**TAREA**
Copia todas las líneas de los registros desde la que contiene "Each instance of the espresso" hasta el final, ambos extremos incluidos, sin omitir las líneas de instrucciones. Multiplica cada coordenada de las respuestas por 0,85 y redondéala al entero más cercano, con las mitades hacia arriba.

---- CONTENIDO DE DATOS

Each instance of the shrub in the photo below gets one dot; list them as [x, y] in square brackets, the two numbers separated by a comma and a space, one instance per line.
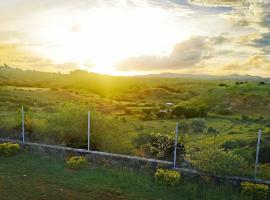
[9, 149]
[161, 145]
[256, 191]
[232, 144]
[76, 162]
[264, 154]
[218, 161]
[180, 111]
[264, 171]
[167, 177]
[198, 125]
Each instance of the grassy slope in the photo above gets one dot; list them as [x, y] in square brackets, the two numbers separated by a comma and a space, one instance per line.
[34, 176]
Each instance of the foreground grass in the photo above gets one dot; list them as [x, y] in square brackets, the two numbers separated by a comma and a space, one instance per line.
[34, 176]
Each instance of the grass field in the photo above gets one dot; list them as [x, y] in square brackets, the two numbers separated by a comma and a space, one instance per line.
[127, 111]
[35, 176]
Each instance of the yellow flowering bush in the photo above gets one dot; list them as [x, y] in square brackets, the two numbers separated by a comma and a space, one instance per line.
[76, 162]
[256, 191]
[167, 177]
[9, 149]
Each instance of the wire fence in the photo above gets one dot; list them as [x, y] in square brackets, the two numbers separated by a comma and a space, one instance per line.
[87, 130]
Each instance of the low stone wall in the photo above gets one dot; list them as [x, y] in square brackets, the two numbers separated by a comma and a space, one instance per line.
[124, 161]
[95, 157]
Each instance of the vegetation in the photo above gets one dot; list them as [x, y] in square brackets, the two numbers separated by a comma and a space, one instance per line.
[256, 191]
[167, 177]
[9, 149]
[137, 115]
[76, 162]
[36, 176]
[218, 161]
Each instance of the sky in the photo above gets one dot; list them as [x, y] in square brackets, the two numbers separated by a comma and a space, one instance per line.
[135, 37]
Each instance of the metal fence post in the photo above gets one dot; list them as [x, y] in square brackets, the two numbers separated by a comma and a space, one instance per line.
[257, 153]
[88, 131]
[175, 145]
[22, 124]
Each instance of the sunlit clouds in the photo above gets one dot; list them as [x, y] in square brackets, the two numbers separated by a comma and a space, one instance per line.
[137, 37]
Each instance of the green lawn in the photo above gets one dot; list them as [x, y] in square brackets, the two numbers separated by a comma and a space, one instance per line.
[34, 176]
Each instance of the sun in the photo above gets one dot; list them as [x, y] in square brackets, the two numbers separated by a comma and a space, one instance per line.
[105, 36]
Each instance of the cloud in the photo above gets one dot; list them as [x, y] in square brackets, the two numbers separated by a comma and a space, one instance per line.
[244, 12]
[184, 54]
[259, 65]
[13, 55]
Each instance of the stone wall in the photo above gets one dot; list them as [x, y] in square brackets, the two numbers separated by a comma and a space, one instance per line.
[124, 161]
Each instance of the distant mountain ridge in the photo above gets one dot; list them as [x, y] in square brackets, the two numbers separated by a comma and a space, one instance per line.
[205, 76]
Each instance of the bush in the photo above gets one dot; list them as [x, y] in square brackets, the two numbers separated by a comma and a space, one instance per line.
[167, 177]
[264, 154]
[161, 145]
[180, 111]
[220, 162]
[9, 149]
[256, 191]
[264, 171]
[198, 125]
[232, 144]
[76, 162]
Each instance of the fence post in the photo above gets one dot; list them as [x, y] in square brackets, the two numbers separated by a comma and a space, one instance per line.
[175, 145]
[257, 153]
[88, 131]
[22, 125]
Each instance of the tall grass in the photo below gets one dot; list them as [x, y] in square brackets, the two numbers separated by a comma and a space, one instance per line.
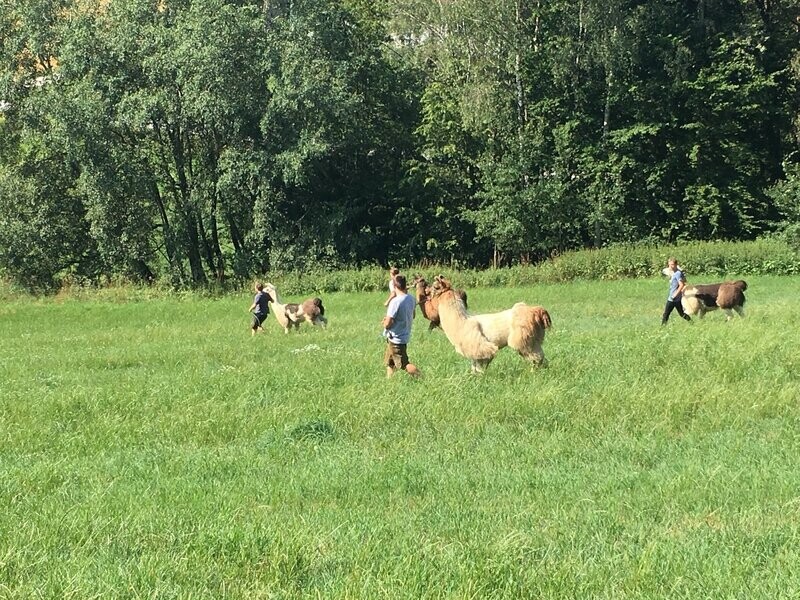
[154, 449]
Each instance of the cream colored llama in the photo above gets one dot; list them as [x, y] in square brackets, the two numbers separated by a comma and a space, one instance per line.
[479, 337]
[282, 315]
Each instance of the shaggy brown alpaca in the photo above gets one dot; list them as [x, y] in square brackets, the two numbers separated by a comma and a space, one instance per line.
[291, 315]
[479, 337]
[426, 306]
[311, 311]
[728, 295]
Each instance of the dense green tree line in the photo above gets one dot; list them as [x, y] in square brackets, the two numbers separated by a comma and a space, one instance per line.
[199, 140]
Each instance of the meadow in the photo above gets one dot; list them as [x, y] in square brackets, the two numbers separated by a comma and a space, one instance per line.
[153, 449]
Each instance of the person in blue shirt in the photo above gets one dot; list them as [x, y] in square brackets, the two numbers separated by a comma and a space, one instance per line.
[677, 282]
[397, 329]
[259, 308]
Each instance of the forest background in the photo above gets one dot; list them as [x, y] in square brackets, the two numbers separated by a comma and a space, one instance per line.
[189, 142]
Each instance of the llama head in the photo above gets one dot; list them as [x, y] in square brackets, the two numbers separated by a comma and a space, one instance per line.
[440, 286]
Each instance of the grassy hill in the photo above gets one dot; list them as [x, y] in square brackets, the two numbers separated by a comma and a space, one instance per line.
[154, 449]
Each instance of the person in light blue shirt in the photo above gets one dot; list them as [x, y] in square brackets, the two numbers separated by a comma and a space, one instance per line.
[677, 282]
[397, 329]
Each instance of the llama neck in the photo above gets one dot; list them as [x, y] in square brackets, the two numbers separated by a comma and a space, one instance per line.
[451, 311]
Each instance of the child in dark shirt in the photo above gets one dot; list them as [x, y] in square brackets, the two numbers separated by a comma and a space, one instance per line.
[259, 308]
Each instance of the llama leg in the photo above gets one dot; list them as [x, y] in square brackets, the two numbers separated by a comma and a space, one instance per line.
[535, 356]
[479, 365]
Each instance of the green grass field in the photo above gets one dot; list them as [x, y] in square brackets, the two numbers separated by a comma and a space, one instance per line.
[154, 449]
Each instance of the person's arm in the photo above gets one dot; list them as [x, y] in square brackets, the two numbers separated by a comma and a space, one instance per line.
[681, 287]
[388, 320]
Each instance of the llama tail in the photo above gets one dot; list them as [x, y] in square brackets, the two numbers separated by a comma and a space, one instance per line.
[731, 294]
[528, 325]
[471, 343]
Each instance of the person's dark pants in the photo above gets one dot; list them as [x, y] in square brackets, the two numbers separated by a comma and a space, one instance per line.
[258, 319]
[673, 304]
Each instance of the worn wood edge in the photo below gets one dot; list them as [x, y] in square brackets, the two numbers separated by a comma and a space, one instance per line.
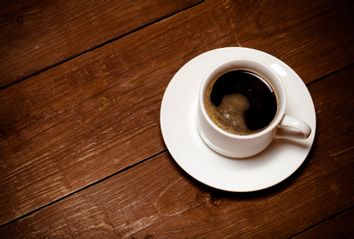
[202, 10]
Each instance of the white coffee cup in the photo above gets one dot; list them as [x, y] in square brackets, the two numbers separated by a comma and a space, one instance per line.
[240, 146]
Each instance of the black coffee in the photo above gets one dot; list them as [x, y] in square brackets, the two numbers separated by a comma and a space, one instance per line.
[240, 102]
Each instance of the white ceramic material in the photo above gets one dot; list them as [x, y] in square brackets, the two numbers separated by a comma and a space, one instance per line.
[178, 120]
[241, 146]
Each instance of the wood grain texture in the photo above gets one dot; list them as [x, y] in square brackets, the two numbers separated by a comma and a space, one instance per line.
[37, 34]
[94, 115]
[155, 199]
[340, 226]
[313, 37]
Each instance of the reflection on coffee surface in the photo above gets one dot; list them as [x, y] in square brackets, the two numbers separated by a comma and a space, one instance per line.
[239, 102]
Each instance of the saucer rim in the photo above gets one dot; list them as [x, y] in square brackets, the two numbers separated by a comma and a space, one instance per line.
[251, 51]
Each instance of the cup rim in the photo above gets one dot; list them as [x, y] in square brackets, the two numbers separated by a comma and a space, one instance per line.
[281, 96]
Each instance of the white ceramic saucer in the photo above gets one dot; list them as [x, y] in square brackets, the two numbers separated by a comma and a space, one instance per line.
[179, 129]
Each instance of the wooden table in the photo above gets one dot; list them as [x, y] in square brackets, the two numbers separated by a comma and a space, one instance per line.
[81, 152]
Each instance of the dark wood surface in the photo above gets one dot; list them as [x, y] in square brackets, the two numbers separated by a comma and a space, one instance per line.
[35, 35]
[81, 153]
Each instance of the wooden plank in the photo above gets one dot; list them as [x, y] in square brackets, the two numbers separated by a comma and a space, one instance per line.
[155, 199]
[94, 115]
[313, 37]
[38, 34]
[340, 226]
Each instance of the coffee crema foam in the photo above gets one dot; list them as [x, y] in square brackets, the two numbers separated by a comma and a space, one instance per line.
[229, 115]
[240, 103]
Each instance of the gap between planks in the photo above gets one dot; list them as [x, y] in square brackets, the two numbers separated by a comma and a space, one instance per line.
[92, 48]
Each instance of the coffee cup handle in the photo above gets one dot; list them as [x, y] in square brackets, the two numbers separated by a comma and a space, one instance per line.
[302, 129]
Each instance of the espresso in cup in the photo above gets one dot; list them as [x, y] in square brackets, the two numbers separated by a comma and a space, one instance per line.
[240, 102]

--------

**RESULTADO DEL EJERCICIO**
Each instance of the espresso in cup in the photo above gets one dot; list them as [x, y] in square brackets, the two numbers separated by a comma and a space, one instance per line.
[204, 87]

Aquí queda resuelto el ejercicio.